Job: All of the data below must be repeated exactly.
:: Extracted material ::
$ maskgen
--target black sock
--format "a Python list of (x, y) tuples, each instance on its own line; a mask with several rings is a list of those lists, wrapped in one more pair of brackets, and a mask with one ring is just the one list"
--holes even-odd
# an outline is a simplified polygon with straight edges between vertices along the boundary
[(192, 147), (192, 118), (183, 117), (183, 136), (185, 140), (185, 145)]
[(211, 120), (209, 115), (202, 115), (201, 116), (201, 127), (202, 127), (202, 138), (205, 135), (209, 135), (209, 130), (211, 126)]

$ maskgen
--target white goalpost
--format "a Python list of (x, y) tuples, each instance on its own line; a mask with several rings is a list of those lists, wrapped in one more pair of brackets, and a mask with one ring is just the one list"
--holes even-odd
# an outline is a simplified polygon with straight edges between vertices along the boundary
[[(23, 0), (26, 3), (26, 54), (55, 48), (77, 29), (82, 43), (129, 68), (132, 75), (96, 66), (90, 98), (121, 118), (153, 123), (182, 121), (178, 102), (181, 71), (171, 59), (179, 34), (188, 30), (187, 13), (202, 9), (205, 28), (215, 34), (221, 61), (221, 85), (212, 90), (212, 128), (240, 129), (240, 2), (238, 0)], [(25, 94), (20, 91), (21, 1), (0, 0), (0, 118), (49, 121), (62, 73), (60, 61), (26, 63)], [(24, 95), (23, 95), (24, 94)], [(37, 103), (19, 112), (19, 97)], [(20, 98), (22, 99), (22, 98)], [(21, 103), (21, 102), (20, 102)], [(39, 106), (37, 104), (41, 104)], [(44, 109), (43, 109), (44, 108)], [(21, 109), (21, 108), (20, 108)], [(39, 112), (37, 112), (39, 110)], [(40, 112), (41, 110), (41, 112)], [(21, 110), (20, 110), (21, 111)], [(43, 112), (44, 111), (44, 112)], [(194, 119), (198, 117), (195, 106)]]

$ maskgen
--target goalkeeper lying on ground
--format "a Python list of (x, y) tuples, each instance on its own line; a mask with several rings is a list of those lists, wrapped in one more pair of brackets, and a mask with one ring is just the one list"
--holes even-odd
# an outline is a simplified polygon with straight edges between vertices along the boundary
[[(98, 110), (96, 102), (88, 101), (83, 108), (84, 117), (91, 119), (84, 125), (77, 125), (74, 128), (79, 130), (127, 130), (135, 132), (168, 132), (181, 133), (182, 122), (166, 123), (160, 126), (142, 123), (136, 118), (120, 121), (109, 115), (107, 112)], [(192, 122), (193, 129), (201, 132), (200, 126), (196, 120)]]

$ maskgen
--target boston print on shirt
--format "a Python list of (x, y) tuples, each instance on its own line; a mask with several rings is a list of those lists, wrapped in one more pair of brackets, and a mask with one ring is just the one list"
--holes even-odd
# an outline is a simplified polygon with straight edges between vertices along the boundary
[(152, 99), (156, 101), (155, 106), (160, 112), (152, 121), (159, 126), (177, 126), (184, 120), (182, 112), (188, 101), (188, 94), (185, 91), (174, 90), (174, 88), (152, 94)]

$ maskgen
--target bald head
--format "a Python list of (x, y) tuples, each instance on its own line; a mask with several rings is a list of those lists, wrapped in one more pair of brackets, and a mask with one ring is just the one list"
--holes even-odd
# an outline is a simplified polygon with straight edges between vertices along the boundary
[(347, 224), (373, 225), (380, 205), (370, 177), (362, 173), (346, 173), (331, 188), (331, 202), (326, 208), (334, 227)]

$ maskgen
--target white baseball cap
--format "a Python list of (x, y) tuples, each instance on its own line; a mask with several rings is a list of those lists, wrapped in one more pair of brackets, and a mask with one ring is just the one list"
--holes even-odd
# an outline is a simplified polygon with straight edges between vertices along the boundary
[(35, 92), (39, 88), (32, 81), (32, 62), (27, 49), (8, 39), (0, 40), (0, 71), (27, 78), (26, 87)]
:::
Answer to this task:
$ maskgen
--target black sock
--format "a Python list of (x, y) tuples, each instance on its own line; a mask with several rings is a list of those lists, wrapped in one more pair of brackets, and a mask with one ring is just the one list"
--holes even-odd
# an outline is a simplified polygon with straight edges between vertices along the boundary
[(192, 147), (192, 118), (183, 117), (183, 136), (185, 140), (185, 145)]
[(211, 120), (209, 115), (202, 115), (201, 116), (201, 127), (202, 127), (202, 138), (205, 135), (209, 135), (209, 130), (211, 126)]

$ maskgen
--target white goalpost
--format "a Python list of (x, y) tuples, each instance on its own line; a mask with several rings is a list of those lists, wrapped in one more pair of brackets, and a mask with one ring is just the one list"
--holes even-odd
# an outline is a simplified polygon with straight edges between vertices along the boundary
[[(23, 0), (26, 3), (26, 54), (55, 48), (77, 29), (82, 43), (129, 68), (132, 75), (96, 66), (90, 98), (121, 118), (153, 123), (182, 121), (178, 102), (181, 71), (171, 59), (179, 34), (188, 30), (187, 13), (202, 9), (205, 28), (215, 34), (221, 61), (221, 85), (212, 90), (212, 128), (240, 129), (240, 2), (238, 0)], [(25, 94), (20, 91), (21, 1), (0, 0), (0, 118), (49, 121), (62, 73), (60, 61), (26, 63)], [(24, 95), (23, 95), (24, 94)], [(37, 103), (19, 112), (19, 97)], [(20, 98), (22, 99), (22, 98)], [(21, 103), (21, 102), (20, 102)], [(39, 106), (37, 104), (41, 104)], [(44, 109), (43, 109), (44, 108)], [(21, 109), (21, 108), (20, 108)], [(39, 112), (37, 112), (39, 110)], [(40, 112), (41, 110), (41, 112)], [(21, 110), (20, 110), (21, 111)], [(43, 112), (44, 111), (44, 112)], [(194, 119), (198, 117), (195, 106)]]

$ maskgen
--target goalkeeper lying on ground
--format "a Python list of (x, y) tuples, each instance on its own line; a mask with several rings is a list of those lists, wrapped in one more pair of brackets, and a mask with one ring is just the one list"
--holes even-odd
# an outline is a simplified polygon with straight edges between vertices along the boundary
[[(98, 110), (96, 102), (88, 101), (83, 108), (84, 117), (91, 119), (84, 125), (77, 125), (74, 128), (79, 130), (127, 130), (135, 132), (168, 132), (181, 133), (182, 122), (166, 123), (160, 126), (142, 123), (136, 118), (120, 121), (109, 115), (107, 112)], [(192, 122), (193, 129), (201, 132), (200, 126), (196, 120)]]

$ maskgen
--target boston print on shirt
--format "a Python list of (x, y) tuples, each instance on its own line; a mask with several rings is a list of those lists, wrapped in one more pair of brackets, and a mask with one ring is just the one list"
--holes even-odd
# an outline is a simplified polygon with straight edges between vertices along the boundary
[(152, 99), (156, 101), (155, 106), (160, 112), (152, 121), (159, 126), (177, 126), (184, 120), (182, 112), (188, 101), (188, 94), (185, 91), (174, 90), (174, 88), (152, 94)]

$ maskgen
--target bald head
--format "a Python list of (x, y) tuples, each instance on its own line; a mask with several rings is a list of those lists, wrapped in one more pair of brackets, and a mask with one ring is just the one list"
--holes even-odd
# an outline is a simplified polygon with straight edges between vertices along the boundary
[(347, 224), (373, 225), (380, 205), (370, 177), (362, 173), (346, 173), (331, 188), (331, 202), (326, 208), (334, 227)]

$ maskgen
--target white baseball cap
--format "a Python list of (x, y) tuples, each instance on its own line; a mask with several rings is a list of those lists, wrapped in one more pair of brackets, and a mask with one ring is just the one list"
--holes even-odd
# an outline is a simplified polygon with straight edges between vertices along the boundary
[(35, 92), (39, 88), (32, 81), (32, 62), (27, 49), (8, 39), (0, 40), (0, 71), (27, 78), (26, 87)]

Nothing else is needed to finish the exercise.